**Items**
──────

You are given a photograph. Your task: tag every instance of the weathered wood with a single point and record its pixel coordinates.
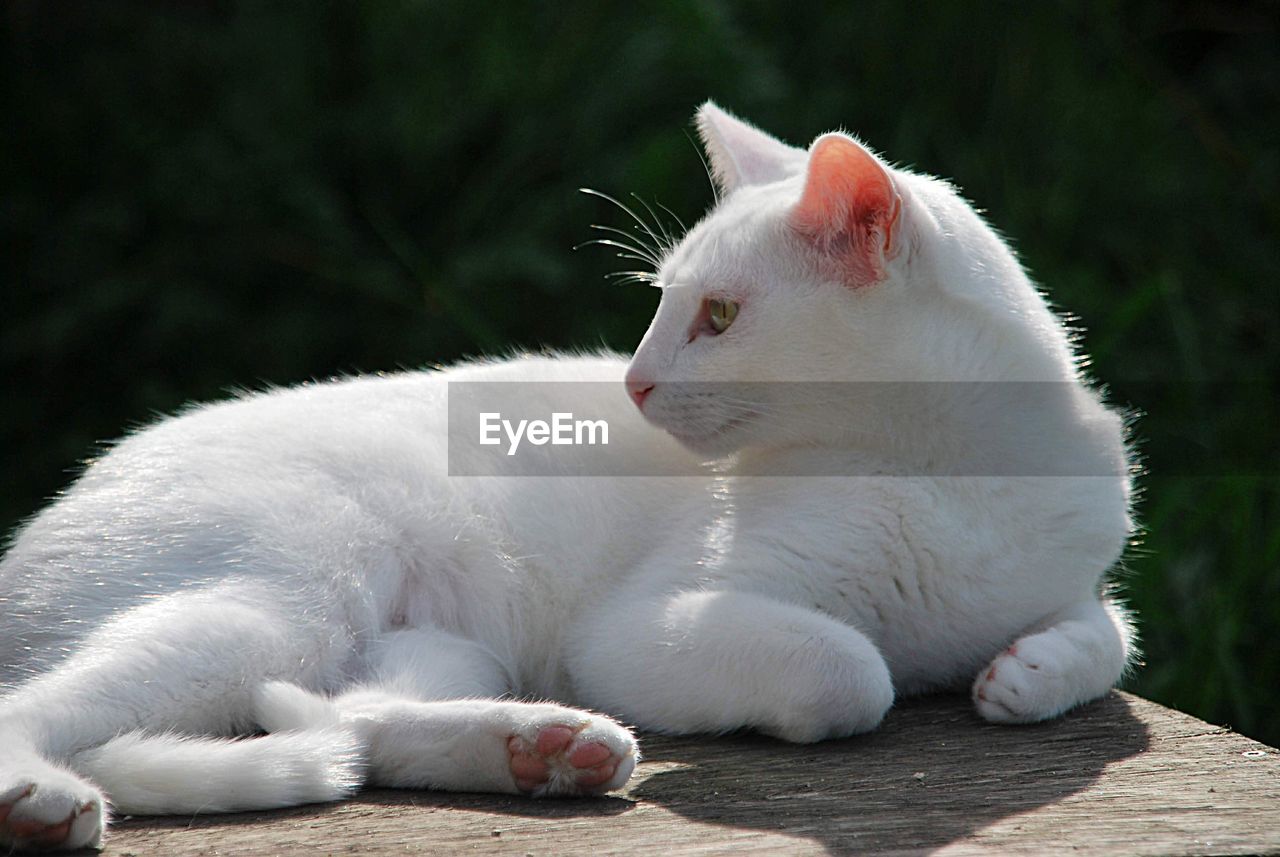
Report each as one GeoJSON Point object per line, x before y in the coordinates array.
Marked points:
{"type": "Point", "coordinates": [1119, 777]}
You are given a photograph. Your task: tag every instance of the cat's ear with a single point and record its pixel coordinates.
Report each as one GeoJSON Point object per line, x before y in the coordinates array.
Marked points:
{"type": "Point", "coordinates": [741, 154]}
{"type": "Point", "coordinates": [850, 207]}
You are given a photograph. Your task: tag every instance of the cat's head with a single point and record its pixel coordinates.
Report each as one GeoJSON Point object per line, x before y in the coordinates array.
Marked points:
{"type": "Point", "coordinates": [826, 265]}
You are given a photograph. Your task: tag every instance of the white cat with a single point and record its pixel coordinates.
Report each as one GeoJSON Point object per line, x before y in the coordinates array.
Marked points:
{"type": "Point", "coordinates": [301, 563]}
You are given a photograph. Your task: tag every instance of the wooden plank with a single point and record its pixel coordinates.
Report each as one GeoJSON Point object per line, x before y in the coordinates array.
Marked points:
{"type": "Point", "coordinates": [1119, 777]}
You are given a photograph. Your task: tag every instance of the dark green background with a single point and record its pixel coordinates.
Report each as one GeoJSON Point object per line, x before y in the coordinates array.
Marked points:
{"type": "Point", "coordinates": [200, 196]}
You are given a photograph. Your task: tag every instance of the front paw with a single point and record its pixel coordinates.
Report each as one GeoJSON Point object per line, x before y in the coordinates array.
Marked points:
{"type": "Point", "coordinates": [1025, 683]}
{"type": "Point", "coordinates": [50, 810]}
{"type": "Point", "coordinates": [571, 752]}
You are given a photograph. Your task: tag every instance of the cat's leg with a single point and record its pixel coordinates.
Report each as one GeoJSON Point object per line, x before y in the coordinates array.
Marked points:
{"type": "Point", "coordinates": [182, 663]}
{"type": "Point", "coordinates": [1077, 655]}
{"type": "Point", "coordinates": [429, 720]}
{"type": "Point", "coordinates": [718, 660]}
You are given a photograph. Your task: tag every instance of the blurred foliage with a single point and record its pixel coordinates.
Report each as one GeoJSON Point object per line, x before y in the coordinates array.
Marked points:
{"type": "Point", "coordinates": [206, 195]}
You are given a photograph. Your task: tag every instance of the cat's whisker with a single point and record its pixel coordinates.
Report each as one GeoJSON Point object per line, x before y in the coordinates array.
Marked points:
{"type": "Point", "coordinates": [629, 251]}
{"type": "Point", "coordinates": [653, 252]}
{"type": "Point", "coordinates": [667, 241]}
{"type": "Point", "coordinates": [627, 209]}
{"type": "Point", "coordinates": [635, 276]}
{"type": "Point", "coordinates": [675, 216]}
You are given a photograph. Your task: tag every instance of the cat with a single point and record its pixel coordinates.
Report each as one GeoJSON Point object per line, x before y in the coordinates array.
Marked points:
{"type": "Point", "coordinates": [280, 597]}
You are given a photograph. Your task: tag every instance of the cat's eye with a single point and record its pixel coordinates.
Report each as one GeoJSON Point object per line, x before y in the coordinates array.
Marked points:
{"type": "Point", "coordinates": [721, 314]}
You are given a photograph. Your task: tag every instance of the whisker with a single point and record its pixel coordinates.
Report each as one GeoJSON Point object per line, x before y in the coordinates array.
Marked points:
{"type": "Point", "coordinates": [635, 276]}
{"type": "Point", "coordinates": [624, 206]}
{"type": "Point", "coordinates": [643, 247]}
{"type": "Point", "coordinates": [675, 216]}
{"type": "Point", "coordinates": [667, 241]}
{"type": "Point", "coordinates": [631, 252]}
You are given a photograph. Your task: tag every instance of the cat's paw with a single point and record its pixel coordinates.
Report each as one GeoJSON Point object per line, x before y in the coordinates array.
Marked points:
{"type": "Point", "coordinates": [50, 810]}
{"type": "Point", "coordinates": [588, 756]}
{"type": "Point", "coordinates": [1024, 683]}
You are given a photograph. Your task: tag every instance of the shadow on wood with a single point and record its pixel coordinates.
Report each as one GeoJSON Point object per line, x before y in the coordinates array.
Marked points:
{"type": "Point", "coordinates": [1118, 777]}
{"type": "Point", "coordinates": [931, 775]}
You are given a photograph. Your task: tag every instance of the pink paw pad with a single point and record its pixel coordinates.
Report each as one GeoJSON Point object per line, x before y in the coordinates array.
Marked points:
{"type": "Point", "coordinates": [557, 752]}
{"type": "Point", "coordinates": [31, 832]}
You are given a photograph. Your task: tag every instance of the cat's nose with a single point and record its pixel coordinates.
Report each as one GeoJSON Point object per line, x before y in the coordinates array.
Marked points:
{"type": "Point", "coordinates": [639, 392]}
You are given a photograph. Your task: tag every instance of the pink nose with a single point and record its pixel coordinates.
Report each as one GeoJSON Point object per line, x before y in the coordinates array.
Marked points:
{"type": "Point", "coordinates": [639, 392]}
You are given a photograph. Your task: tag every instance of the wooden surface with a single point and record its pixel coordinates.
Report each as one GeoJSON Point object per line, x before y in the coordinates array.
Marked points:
{"type": "Point", "coordinates": [1119, 777]}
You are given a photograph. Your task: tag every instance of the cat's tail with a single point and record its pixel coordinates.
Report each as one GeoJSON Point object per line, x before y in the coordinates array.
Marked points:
{"type": "Point", "coordinates": [150, 774]}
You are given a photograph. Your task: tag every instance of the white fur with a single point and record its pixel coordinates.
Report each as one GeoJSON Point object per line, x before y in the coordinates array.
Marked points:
{"type": "Point", "coordinates": [300, 560]}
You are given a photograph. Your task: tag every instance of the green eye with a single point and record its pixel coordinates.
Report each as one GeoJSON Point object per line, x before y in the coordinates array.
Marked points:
{"type": "Point", "coordinates": [721, 314]}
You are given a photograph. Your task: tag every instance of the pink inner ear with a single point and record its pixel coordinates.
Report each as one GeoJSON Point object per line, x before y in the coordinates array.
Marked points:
{"type": "Point", "coordinates": [850, 207]}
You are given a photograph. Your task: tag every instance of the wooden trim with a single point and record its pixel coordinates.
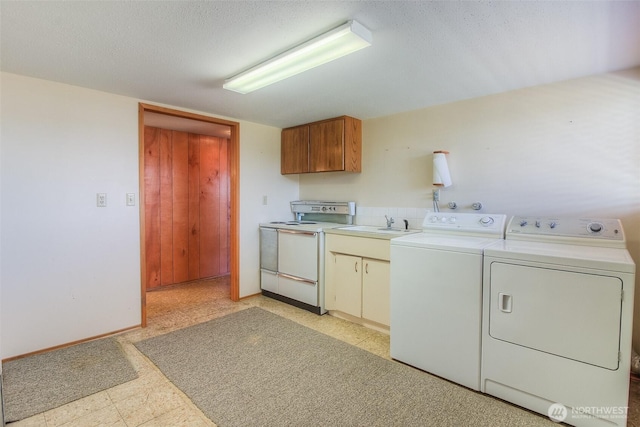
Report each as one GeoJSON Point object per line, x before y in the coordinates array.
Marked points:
{"type": "Point", "coordinates": [141, 199]}
{"type": "Point", "coordinates": [57, 347]}
{"type": "Point", "coordinates": [234, 214]}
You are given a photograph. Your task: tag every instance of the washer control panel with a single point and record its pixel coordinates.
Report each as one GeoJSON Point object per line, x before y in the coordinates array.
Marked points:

──────

**Challenge**
Recast the lines above as a numbered list, leaving out any blank lines. Omit the pictures from your answer.

**Answer for the task**
1. You are given a photograph. Your task: tag every instance of the weathered wood with a single point and record its pixel coordinates.
2. Report each as one GeoJSON Point object per line, x before y in the coordinates array.
3. Marked points:
4. {"type": "Point", "coordinates": [1119, 777]}
5. You are given a photograph. Your task: tag every instance of the cat's ear with a single point and record its pixel coordinates.
6. Report each as one GeoJSON Point object per line, x before y in the coordinates array.
7. Marked points:
8. {"type": "Point", "coordinates": [741, 154]}
9. {"type": "Point", "coordinates": [850, 207]}
10. You are given a photograph. Your task: tag every instance of the cat's head with a single point and record its pixel coordinates.
11. Report each as one GeoJSON Point object per line, x before y in the coordinates array.
12. Marked points:
13. {"type": "Point", "coordinates": [826, 265]}
14. You are given a photograph. Your task: tag every instance of the white cat with a single point and record its pixel coordinates.
15. Report each as one GeoJSON Point object per line, x before y in the coordinates array.
16. Marked points:
17. {"type": "Point", "coordinates": [301, 563]}
18. You are given a photograph. Your task: tag every instance of the wooden plank with a single point and record its pixel coordinates.
19. Report each as one GeoJSON Point object per line, x before y in the coordinates array.
20. Marked points:
21. {"type": "Point", "coordinates": [1119, 777]}
22. You are given a photograph. Your task: tag every instance of the dark green background with a single point and record its pixel coordinates.
23. Report each as one GeoJSON Point object per line, x before y in the coordinates array.
24. Marked points:
25. {"type": "Point", "coordinates": [200, 196]}
26. You are given a photograph. Your task: tag every instance of the front paw with a single point and record its pixel coordinates.
27. Report each as one GeoJSON Point object per line, x before y in the coordinates array.
28. Marked points:
29. {"type": "Point", "coordinates": [1025, 683]}
30. {"type": "Point", "coordinates": [50, 810]}
31. {"type": "Point", "coordinates": [571, 752]}
32. You are given a photograph. Your task: tag every instance of the cat's leg with a single point and record its pixel coordinates.
33. Report each as one GeoJSON Point object per line, x before y in the coordinates array.
34. Marked points:
35. {"type": "Point", "coordinates": [182, 663]}
36. {"type": "Point", "coordinates": [1077, 655]}
37. {"type": "Point", "coordinates": [429, 720]}
38. {"type": "Point", "coordinates": [718, 660]}
39. You are given a photograph. Your task: tag every instance of the blurred foliage with a single point and record its pixel coordinates.
40. Report each as one GeoJSON Point object per line, x before y in the coordinates array.
41. Marked points:
42. {"type": "Point", "coordinates": [206, 195]}
43. You are given a photograph. Your task: tag every instance of the cat's whisker with a single point and record its pixel coordinates.
44. Report each as one GeoJSON Point object per line, x before y in the coordinates array.
45. Marked points:
46. {"type": "Point", "coordinates": [629, 251]}
47. {"type": "Point", "coordinates": [653, 252]}
48. {"type": "Point", "coordinates": [667, 241]}
49. {"type": "Point", "coordinates": [627, 209]}
50. {"type": "Point", "coordinates": [635, 276]}
51. {"type": "Point", "coordinates": [675, 216]}
52. You are given a photograph. Your task: tag every instance of the cat with a single point and record its pixel coordinates.
53. Report each as one GeoJSON Point object per line, x before y in the coordinates array.
54. Marked points:
55. {"type": "Point", "coordinates": [280, 597]}
56. You are given a photograph. Your task: tag every instance of the cat's eye with a single point and record its pixel coordinates.
57. Report each as one GeoJSON Point object per line, x before y in the coordinates array.
58. Marked points:
59. {"type": "Point", "coordinates": [721, 314]}
60. You are given a photograph. Your task: tag every instance of the whisker with a single point and record its pixel coordinates.
61. Report each as one GeoJSON Point object per line, x before y in the coordinates array.
62. Marked points:
63. {"type": "Point", "coordinates": [635, 276]}
64. {"type": "Point", "coordinates": [624, 206]}
65. {"type": "Point", "coordinates": [643, 247]}
66. {"type": "Point", "coordinates": [675, 216]}
67. {"type": "Point", "coordinates": [667, 241]}
68. {"type": "Point", "coordinates": [631, 252]}
69. You are given a photograph. Your task: tag every instance of the cat's paw with a single point and record its pixel coordinates.
70. Report each as one GeoJSON Point object per line, x before y in the coordinates array.
71. Marked points:
72. {"type": "Point", "coordinates": [50, 810]}
73. {"type": "Point", "coordinates": [588, 756]}
74. {"type": "Point", "coordinates": [1024, 683]}
75. You are given a photograph. Your task: tag every instance of the shadow on wood with a single point and record its pixel coordinates.
76. Report each as one GeoJSON Point object per line, x before y in the coordinates array.
77. Marked points:
78. {"type": "Point", "coordinates": [1118, 777]}
79. {"type": "Point", "coordinates": [931, 775]}
80. You are given a photograph. Your task: tag every instance of the pink paw pad with a single point and record its pixel coordinates.
81. Report each as one GeoJSON Point object per line, x before y in the coordinates array.
82. Marked points:
83. {"type": "Point", "coordinates": [557, 752]}
84. {"type": "Point", "coordinates": [31, 832]}
85. You are given a photograph. Your task: tag every instance of the cat's nose with a single point and record its pixel coordinates.
86. Report each as one GeoJSON Point object per line, x before y in the coordinates array.
87. Marked points:
88. {"type": "Point", "coordinates": [639, 392]}
89. You are given a photograph. Your task: tag every instance of the pink nose with a single point and record its pixel coordinates.
90. Report each as one GeoJSON Point object per line, x before y in the coordinates array.
91. Marked points:
92. {"type": "Point", "coordinates": [639, 392]}
93. You are given a photograph. Your task: tag every instance of the wooden surface with a single point and record its pixel coordinates.
94. Report each as one GeoJSON Point object per line, x before y in the coordinates array.
95. Marked points:
96. {"type": "Point", "coordinates": [1119, 777]}
97. You are given a photograph. Your task: tag every instance of the cat's tail with a single point and record its pixel coordinates.
98. Report each as one GeoJSON Point object per line, x before y in the coordinates array.
99. Marked points:
100. {"type": "Point", "coordinates": [150, 774]}
101. You are given a photograph. Your task: tag every instance of the white fur with a single point and record its pixel coordinates.
102. Report each as one GeoJSON Point object per line, x before y in the coordinates array.
103. Marked points:
104. {"type": "Point", "coordinates": [300, 560]}
105. You are given a photograph. Your task: tag every instance of the green eye with a single point and record its pixel coordinates.
106. Report each as one GeoJSON Point object per line, x before y in the coordinates array.
107. Marked points:
108. {"type": "Point", "coordinates": [721, 314]}
109. You are given a photograph. Your task: tag every instance of the pink inner ear with a single point and record its pixel coordinates.
110. Report each as one GeoJSON Point object per line, x before y in the coordinates array.
111. Marked points:
112. {"type": "Point", "coordinates": [850, 207]}
113. You are given a photograph. Your task: tag every instance of the wooden trim with a single point and record its pixel coordinates.
114. Report each as one GeoJSON Point object per line, x before y in the coordinates array.
115. Marked points:
116. {"type": "Point", "coordinates": [141, 199]}
117. {"type": "Point", "coordinates": [57, 347]}
118. {"type": "Point", "coordinates": [234, 214]}
119. You are given a photograph. Your task: tag every instance of the washer control panel with a single point and record its pixel coordinates.
120. Report each as one GeoJSON Point object per line, x before y in the coordinates array.
121. Marked points:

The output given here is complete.